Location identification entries
--- --- ---
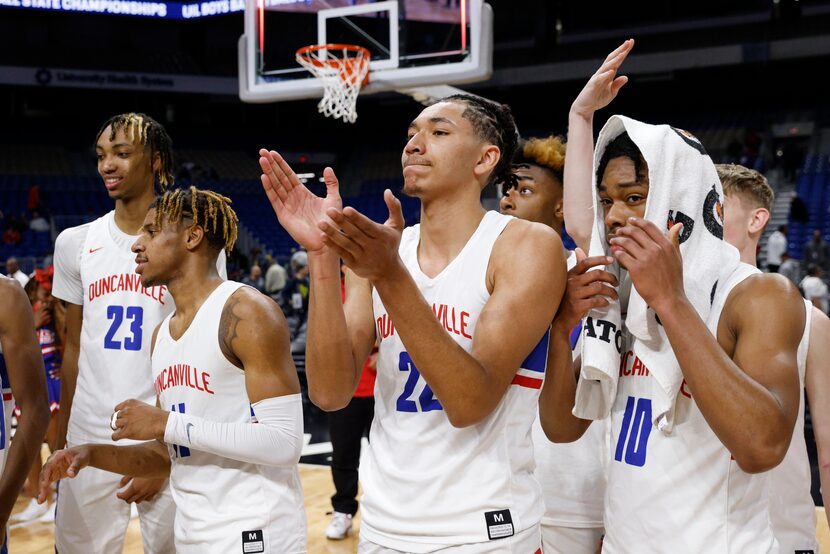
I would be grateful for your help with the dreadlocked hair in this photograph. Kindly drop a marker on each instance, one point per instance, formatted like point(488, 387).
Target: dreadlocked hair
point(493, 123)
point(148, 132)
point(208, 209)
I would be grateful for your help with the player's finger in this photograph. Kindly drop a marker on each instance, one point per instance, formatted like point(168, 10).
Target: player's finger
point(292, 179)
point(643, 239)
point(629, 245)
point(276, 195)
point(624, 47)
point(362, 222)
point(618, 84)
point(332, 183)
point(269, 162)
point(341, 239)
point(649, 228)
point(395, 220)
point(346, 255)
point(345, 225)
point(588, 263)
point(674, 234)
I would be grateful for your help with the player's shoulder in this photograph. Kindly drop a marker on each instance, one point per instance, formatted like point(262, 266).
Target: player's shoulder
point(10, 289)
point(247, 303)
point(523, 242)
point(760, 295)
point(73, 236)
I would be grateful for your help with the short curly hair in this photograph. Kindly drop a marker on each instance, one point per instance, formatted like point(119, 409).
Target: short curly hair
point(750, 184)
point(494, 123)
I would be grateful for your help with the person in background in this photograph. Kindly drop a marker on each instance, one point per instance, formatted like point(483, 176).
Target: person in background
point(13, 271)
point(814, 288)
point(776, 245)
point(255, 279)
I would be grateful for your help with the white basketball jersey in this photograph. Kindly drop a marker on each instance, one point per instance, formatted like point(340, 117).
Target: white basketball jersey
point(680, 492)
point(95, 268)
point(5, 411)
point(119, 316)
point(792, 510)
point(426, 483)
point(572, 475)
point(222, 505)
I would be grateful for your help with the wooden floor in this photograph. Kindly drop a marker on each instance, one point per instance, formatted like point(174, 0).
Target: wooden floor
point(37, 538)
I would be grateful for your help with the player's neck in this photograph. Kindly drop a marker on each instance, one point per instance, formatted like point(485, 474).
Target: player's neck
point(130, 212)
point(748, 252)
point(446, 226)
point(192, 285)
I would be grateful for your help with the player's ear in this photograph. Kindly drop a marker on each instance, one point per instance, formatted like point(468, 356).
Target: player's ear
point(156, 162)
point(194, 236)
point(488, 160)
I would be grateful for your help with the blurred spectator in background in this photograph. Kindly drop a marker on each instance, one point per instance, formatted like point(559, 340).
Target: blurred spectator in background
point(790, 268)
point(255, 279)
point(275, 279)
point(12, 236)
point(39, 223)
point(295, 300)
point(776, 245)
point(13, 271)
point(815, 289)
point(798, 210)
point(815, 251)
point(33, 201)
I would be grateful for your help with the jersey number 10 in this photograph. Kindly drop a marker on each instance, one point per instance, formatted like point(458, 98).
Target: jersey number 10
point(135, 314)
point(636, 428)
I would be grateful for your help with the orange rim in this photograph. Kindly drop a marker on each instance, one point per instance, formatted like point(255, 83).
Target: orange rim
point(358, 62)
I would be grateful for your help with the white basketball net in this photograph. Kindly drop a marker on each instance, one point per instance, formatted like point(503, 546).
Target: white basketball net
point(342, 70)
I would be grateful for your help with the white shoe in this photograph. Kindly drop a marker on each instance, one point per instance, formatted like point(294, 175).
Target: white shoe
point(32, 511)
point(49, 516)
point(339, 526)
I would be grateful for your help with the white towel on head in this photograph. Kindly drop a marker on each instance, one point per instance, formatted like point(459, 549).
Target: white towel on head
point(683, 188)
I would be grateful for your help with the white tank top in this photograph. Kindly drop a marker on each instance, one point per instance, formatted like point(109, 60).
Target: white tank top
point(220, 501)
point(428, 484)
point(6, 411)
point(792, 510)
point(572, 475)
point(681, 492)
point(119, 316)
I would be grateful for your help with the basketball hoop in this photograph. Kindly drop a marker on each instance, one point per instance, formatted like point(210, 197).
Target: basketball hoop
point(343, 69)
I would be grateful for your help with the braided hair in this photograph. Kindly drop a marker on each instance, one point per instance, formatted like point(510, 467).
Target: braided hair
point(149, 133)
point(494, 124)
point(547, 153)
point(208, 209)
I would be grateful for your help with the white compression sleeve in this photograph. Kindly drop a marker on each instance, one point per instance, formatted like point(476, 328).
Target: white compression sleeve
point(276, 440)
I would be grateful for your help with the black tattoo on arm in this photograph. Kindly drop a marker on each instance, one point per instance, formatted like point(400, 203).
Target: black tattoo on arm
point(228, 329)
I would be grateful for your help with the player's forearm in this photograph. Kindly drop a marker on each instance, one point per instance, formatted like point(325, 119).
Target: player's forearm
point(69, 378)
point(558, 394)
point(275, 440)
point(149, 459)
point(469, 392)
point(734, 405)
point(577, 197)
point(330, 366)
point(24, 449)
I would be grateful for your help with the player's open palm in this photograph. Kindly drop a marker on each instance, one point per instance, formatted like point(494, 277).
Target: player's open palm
--- --- ---
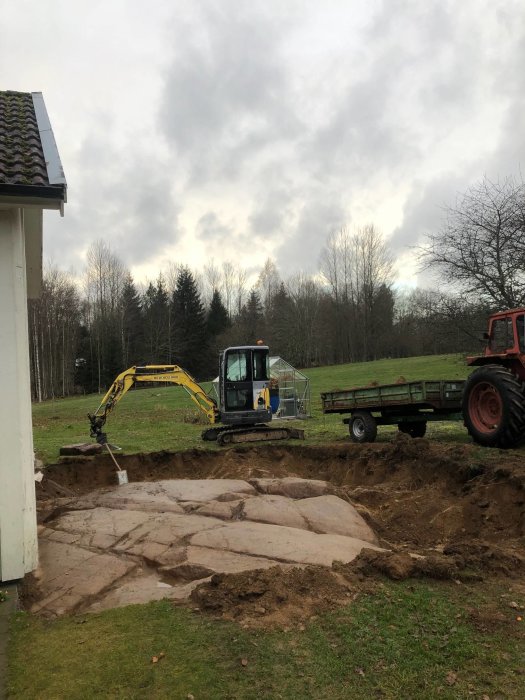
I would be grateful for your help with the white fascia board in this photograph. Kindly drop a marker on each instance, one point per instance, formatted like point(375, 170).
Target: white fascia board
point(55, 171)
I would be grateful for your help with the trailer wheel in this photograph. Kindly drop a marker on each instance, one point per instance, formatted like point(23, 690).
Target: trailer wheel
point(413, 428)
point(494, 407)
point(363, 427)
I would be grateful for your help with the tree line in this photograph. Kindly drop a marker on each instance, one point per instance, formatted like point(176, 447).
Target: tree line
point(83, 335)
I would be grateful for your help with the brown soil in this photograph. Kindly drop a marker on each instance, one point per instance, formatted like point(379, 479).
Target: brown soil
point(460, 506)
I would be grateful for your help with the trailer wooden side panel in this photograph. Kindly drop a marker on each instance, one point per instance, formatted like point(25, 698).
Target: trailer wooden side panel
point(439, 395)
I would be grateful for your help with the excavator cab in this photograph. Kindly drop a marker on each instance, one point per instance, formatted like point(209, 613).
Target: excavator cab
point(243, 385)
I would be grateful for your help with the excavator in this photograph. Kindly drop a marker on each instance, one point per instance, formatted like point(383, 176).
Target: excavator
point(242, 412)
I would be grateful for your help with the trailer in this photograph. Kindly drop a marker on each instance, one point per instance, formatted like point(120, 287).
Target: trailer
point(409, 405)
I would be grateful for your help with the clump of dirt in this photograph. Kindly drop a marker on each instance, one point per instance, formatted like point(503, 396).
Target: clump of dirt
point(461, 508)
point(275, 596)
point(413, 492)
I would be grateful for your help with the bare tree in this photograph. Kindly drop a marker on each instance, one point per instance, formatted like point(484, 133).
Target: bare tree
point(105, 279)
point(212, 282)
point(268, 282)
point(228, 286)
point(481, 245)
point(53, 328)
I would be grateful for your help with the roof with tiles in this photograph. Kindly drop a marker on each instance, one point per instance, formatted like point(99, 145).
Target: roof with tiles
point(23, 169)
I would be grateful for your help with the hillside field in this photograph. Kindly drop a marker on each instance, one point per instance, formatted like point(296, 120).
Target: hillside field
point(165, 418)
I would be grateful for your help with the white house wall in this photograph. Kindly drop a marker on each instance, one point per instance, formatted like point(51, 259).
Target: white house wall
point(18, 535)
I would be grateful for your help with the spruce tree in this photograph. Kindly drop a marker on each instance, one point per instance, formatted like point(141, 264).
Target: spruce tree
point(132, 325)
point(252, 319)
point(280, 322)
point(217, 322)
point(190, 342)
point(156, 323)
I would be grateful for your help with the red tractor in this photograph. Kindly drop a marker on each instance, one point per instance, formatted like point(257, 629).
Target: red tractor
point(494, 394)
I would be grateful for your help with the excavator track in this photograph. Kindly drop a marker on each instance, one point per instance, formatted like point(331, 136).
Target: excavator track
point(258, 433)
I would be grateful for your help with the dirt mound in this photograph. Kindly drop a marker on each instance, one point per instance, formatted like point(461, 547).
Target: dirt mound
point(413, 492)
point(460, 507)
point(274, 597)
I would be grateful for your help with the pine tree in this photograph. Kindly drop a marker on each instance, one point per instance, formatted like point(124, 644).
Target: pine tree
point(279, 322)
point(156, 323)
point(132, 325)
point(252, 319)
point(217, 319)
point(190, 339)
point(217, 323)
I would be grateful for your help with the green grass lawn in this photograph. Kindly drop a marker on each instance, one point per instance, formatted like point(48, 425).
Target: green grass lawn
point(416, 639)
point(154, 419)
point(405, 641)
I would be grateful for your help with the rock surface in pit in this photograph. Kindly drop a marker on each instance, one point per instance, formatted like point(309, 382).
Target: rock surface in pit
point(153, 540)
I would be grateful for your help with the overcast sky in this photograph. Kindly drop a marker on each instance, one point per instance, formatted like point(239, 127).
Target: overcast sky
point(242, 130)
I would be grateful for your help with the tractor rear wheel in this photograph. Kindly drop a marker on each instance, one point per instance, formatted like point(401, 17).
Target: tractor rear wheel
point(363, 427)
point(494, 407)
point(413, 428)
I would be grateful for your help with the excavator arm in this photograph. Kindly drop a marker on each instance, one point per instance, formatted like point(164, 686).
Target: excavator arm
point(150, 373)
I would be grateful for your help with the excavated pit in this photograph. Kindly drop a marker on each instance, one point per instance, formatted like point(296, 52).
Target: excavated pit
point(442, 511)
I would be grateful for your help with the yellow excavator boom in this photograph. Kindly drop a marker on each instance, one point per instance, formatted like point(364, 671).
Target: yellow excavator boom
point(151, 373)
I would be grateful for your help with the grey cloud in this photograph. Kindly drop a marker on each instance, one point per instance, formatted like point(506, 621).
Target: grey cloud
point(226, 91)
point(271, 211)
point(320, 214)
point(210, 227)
--- --- ---
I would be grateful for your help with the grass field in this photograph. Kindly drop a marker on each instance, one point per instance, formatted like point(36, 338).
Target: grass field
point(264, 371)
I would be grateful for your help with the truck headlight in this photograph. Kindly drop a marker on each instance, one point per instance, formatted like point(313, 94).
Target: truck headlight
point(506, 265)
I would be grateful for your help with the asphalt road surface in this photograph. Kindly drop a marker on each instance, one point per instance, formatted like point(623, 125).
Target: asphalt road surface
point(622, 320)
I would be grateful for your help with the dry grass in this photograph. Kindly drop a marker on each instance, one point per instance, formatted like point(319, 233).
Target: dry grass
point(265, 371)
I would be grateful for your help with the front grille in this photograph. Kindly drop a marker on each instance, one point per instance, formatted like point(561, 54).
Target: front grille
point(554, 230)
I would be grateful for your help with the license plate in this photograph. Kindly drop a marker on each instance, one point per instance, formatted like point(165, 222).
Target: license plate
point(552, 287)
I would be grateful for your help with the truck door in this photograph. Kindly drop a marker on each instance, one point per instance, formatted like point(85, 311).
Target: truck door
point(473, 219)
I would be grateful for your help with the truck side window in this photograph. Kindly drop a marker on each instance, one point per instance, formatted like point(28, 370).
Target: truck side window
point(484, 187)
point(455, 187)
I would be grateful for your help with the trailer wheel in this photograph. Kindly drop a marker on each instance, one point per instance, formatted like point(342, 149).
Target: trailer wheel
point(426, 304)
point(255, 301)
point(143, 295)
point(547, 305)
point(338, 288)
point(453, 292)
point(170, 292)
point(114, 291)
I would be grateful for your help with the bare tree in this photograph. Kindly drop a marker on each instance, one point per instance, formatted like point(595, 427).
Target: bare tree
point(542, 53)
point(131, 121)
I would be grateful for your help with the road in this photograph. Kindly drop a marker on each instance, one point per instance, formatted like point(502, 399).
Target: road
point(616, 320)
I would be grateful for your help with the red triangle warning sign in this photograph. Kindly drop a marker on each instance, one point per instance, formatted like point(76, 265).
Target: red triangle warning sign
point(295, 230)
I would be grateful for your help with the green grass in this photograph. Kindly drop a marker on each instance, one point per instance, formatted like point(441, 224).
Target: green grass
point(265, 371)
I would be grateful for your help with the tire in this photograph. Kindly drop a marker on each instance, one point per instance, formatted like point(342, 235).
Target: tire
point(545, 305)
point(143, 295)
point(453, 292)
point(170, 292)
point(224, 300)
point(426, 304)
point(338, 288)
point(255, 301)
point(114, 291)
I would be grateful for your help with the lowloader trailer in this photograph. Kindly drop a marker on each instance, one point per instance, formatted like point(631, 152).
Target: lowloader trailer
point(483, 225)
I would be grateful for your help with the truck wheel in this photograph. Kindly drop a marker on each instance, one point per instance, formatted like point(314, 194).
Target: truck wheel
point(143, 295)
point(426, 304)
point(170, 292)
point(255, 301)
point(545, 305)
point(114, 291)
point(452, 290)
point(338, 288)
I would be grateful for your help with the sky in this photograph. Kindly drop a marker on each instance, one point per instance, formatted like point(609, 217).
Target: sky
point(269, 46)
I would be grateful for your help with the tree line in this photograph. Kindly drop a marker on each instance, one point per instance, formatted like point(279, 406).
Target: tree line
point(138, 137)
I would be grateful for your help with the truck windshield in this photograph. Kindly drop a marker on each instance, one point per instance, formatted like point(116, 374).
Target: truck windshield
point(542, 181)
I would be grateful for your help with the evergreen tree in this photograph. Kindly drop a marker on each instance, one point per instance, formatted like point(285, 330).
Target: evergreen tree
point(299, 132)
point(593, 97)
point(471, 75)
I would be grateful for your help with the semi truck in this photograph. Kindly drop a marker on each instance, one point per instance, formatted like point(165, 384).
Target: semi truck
--- --- ---
- **Exercise task**: Locate each line in the entries that contains the word "tire" and copy those lines.

- **Written response**:
I would be grateful for your help with the tire in this photograph. Kindly drop a marker on each instance, one point per instance, formatted like point(342, 235).
Target: tire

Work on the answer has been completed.